[start of Text section]
I'm trying to get an intuition as to what parameters might be relaxed in spyking circus to speed up performance. Currently for 1 hour of recording across 374 channels (385 total, ,11 reference channels marked as dead), the code has been running for at least 2 hours. The estimated time remaining for main part of the algorithm (here comes spyking circus) is another 4 hours. This is on a machine with 40 cores (38 being used by spyking circus) and 128 GB of memory, with the data stored on an SSD. The params file is below. I can certainly imagine scaling upward in terms of cores etc, but wondered if perhaps I could adjust these constraints to speed up the overall algorithm. Or is this the standard run time?
file_format = raw_binary # Can be raw_binary, openephys, hdf5, ... See >> spyking-circus help -i for more info
data_dtype = int16
sampling_rate = 30000
nb_channels = 385
stream_mode = None # None by default. Can be multi-files, or anything depending to the file format
mapping = /data2/part1/probe.prb # Mapping of the electrode (see
http://spyking-circus.rtfd.org)
suffix = # Suffix to add to generated files, if needed
overwrite = True # Filter or remove artefacts on site (if write access is possible). Data are duplicated otherwise
parallel_hdf5 = True # Use the parallel HDF5 feature (if available)
output_dir = # By default, generated data are in the same folder as the data.
[detection]
radius = auto # Radius [in um] (if auto, read from the prb file)
N_t = 3 # Width of the templates [in ms]
spike_thresh = 4 # Threshold for spike detection
peaks = negative # Can be negative (default), positive or both
dead_channels = {0: [36,75,112,151,188,227,264,303,340,379,384]} # If not empty or specified in the probe, a dictionary {channel_group : [list_of_valid_ids]}
[filtering]
cut_off = 300, auto # Min and Max (auto=nyquist) cut off frequencies for the band pass butterworth filter [Hz]
filter = True # If True, then a low-pass filtering is performed
remove_median = False # If True, medians over all channels within shanks are substracted (movement artifacts)
common_ground = # If you want to use channels as ground within shanks {channel_group : ground_channel}
[triggers]
trig_file = # External stimuli to be considered as putative artefacts [in trig units] (see documentation)
[end of Text section]
Please state how many cores the machine in the forum post about speeding up spyking circus has, and how many of them spyking circus uses.
[start of Entries shown]
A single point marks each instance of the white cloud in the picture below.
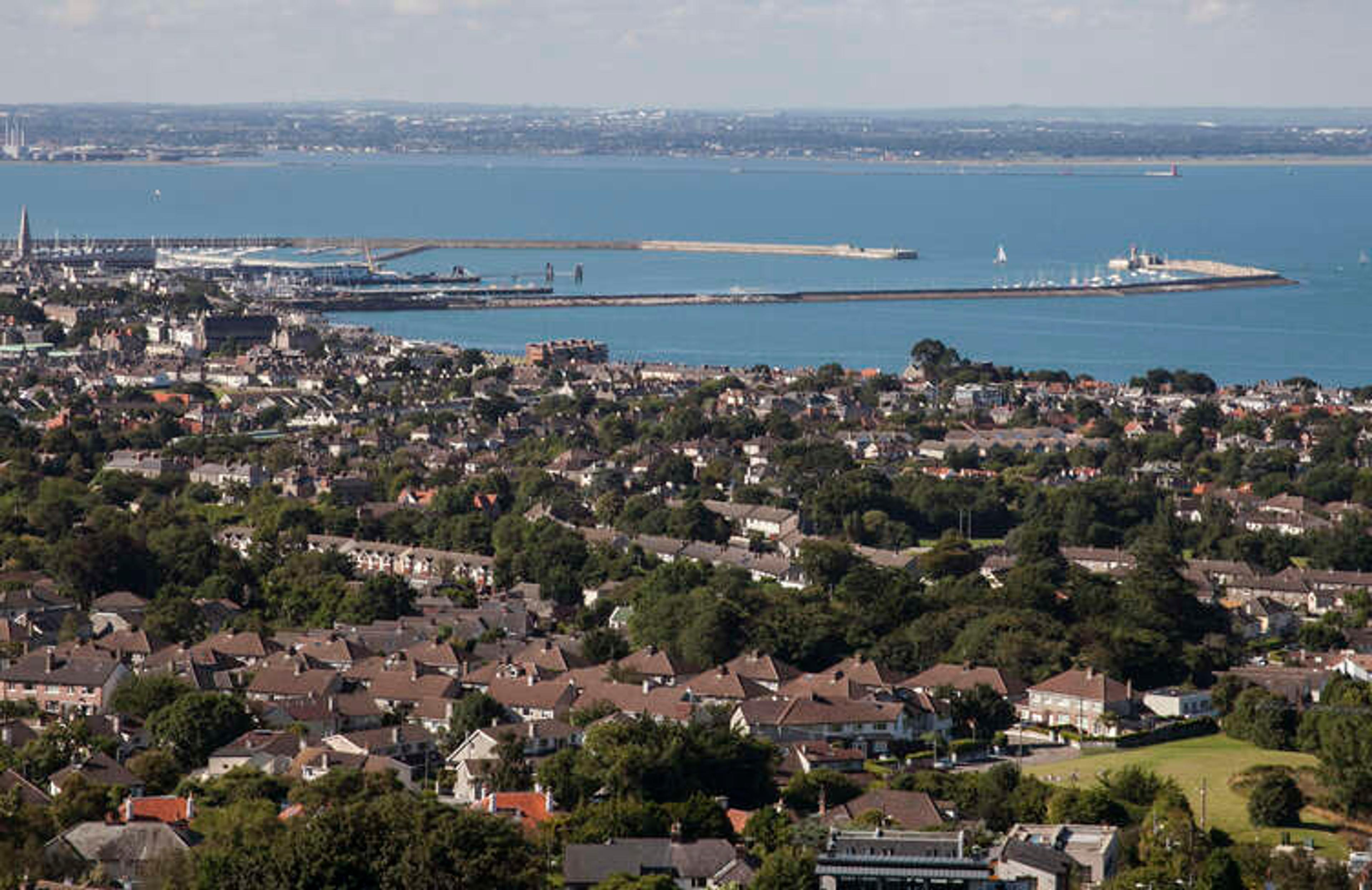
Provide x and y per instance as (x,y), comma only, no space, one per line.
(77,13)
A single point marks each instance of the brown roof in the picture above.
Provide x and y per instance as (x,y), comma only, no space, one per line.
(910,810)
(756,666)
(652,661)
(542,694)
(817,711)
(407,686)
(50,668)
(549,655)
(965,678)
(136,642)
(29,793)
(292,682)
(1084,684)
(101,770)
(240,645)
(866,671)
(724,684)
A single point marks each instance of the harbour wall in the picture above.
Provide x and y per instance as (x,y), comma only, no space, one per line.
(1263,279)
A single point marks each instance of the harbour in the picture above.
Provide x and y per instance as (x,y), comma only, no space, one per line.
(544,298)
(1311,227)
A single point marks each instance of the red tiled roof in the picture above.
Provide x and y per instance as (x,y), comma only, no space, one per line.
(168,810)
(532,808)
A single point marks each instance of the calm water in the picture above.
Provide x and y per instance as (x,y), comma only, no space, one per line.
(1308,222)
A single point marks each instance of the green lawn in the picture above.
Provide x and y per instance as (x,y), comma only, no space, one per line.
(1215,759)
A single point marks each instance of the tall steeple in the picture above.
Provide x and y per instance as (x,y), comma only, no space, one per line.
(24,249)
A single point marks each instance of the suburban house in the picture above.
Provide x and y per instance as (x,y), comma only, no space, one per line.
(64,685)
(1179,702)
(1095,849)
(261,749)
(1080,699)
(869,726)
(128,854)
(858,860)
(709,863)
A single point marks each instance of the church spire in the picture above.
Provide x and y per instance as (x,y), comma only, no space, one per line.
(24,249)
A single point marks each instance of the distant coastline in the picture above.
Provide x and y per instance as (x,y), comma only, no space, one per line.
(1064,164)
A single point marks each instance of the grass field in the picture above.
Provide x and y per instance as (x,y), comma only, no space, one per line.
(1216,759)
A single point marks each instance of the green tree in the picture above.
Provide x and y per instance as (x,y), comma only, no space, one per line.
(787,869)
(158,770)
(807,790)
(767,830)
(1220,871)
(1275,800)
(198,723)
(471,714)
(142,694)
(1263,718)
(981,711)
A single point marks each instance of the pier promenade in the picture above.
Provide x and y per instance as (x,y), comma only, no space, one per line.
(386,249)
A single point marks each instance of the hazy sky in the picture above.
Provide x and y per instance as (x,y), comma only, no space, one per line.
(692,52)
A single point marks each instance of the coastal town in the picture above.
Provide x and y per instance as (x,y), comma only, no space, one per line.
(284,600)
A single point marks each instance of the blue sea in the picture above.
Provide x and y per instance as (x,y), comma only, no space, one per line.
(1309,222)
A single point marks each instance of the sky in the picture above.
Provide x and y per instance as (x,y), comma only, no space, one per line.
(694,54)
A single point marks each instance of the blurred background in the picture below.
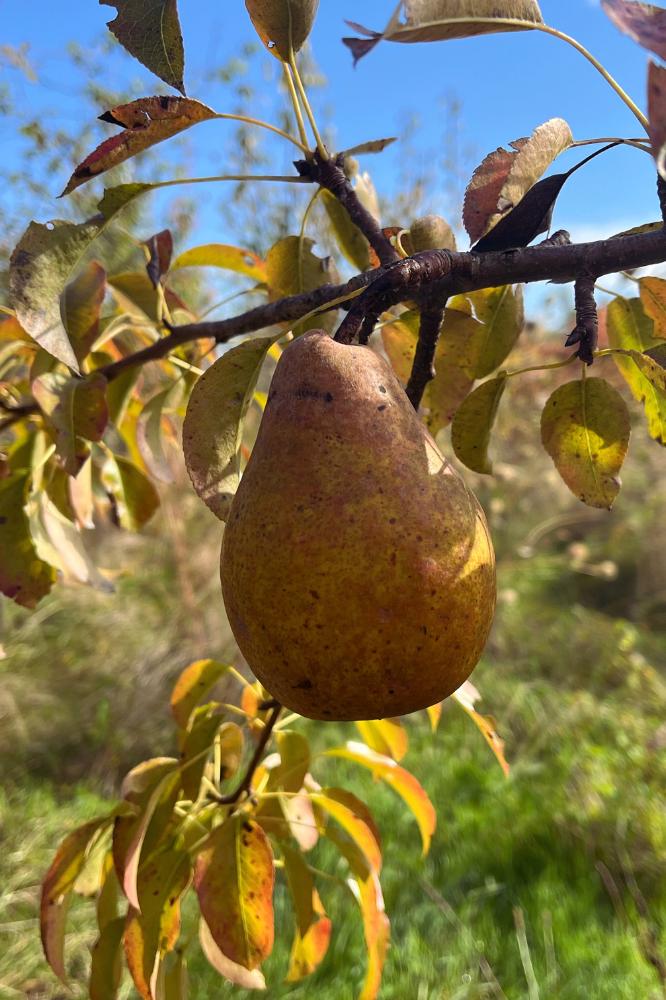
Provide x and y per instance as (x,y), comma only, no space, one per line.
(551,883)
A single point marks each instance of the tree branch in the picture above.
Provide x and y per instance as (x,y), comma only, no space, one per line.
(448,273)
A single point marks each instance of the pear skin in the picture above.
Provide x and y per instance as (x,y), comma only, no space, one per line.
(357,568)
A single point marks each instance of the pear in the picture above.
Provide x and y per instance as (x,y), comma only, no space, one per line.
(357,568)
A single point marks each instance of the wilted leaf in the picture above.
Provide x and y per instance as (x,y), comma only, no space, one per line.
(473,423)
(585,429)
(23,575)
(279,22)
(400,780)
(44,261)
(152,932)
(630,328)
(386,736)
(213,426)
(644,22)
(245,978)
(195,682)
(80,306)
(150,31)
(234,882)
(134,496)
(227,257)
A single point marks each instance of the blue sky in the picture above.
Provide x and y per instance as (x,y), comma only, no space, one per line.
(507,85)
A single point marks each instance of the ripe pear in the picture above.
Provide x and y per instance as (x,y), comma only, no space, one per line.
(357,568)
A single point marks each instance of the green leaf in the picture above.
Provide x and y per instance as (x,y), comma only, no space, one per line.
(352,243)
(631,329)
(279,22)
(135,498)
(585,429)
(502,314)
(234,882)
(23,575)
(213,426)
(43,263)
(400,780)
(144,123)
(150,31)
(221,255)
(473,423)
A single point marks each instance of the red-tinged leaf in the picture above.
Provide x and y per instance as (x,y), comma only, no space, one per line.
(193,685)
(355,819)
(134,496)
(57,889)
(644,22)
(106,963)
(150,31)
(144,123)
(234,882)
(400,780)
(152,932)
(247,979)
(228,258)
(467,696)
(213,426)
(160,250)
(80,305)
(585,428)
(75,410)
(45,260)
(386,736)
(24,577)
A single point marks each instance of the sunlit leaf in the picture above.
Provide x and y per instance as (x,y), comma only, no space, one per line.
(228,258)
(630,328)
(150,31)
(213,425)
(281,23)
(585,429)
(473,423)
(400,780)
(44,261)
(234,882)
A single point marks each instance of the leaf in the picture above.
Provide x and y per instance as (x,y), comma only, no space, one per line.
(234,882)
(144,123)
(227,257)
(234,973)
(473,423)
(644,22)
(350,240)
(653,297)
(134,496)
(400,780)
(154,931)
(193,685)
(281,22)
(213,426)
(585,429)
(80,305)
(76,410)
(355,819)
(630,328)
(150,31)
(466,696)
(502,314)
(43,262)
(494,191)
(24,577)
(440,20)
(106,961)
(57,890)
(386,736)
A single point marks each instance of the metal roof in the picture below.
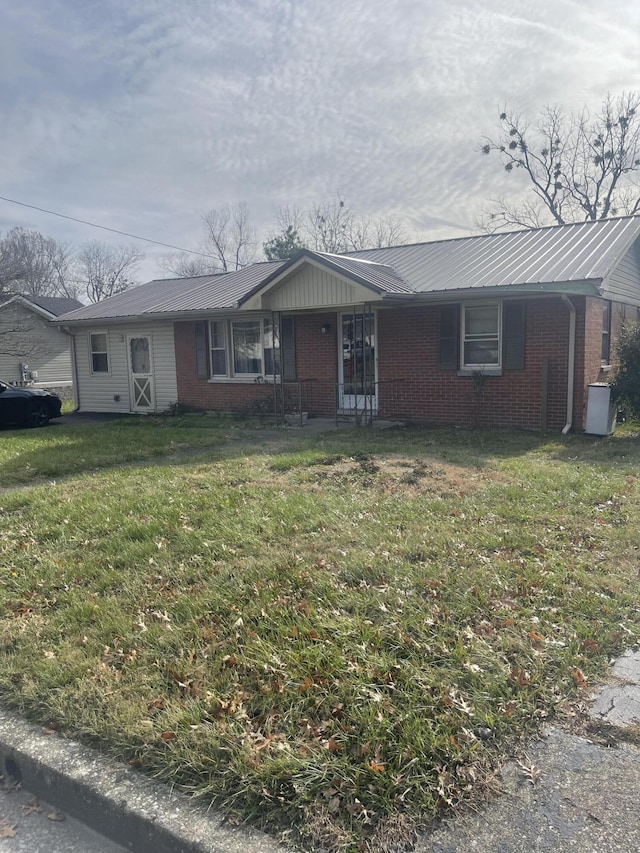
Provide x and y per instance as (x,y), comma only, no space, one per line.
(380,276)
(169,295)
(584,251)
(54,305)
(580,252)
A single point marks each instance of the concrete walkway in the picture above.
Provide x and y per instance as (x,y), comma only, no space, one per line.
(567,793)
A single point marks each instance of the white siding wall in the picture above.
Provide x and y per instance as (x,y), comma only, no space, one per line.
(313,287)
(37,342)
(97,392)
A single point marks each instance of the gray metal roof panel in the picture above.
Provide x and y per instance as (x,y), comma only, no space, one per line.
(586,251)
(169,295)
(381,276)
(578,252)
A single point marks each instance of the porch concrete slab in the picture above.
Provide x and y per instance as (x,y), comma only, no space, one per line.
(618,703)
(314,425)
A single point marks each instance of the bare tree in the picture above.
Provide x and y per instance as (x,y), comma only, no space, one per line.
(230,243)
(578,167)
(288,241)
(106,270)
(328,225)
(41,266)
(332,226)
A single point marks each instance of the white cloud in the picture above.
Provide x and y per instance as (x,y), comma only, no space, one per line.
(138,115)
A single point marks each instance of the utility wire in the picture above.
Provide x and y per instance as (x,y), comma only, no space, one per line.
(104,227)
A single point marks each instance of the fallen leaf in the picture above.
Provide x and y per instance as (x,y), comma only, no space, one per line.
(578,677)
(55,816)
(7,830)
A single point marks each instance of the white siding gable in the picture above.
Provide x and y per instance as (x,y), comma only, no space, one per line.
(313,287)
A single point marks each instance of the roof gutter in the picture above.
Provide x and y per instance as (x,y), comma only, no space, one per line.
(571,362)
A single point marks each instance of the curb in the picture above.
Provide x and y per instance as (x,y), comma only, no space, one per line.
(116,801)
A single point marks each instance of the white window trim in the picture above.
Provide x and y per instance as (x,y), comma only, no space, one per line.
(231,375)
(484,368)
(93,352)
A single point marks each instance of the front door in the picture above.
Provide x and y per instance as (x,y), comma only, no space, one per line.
[end of Entries shown]
- Solution for this task -
The machine has 40 cores, and spyking circus uses 38 of them.